Objetivo de la tarea ::
Renombra "shoulder" como "arm" en todos los registros y vuelve a escribir sus líneas sin ningún otro cambio.

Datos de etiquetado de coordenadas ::
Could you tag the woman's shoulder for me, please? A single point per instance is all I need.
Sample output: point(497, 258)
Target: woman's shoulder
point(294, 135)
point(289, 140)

Solución del ejercicio ::
Could you tag the woman's arm for me, please? A single point per instance is all I need.
Sample output: point(497, 258)
Target: woman's arm
point(294, 135)
point(289, 140)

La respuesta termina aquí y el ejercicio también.